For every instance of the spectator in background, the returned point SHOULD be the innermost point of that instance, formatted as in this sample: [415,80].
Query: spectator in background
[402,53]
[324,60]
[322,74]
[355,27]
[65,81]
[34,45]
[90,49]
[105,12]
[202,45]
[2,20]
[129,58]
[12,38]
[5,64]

-- -- --

→ YOUR GOAL:
Express the rows above as a JSON list of strings, with one string per line and blank lines left out.

→ RESULT BELOW:
[
  "For every instance of the spectator in background, the returned point SHOULD be the innermost point of that instance, formatted as in this sample: [415,80].",
  "Query: spectator in background",
  "[402,53]",
  "[324,60]",
  "[322,74]",
  "[355,27]",
  "[65,81]",
  "[34,45]",
  "[90,49]",
  "[105,12]",
  "[202,45]",
  "[2,20]",
  "[129,58]",
  "[12,38]",
  "[5,64]"
]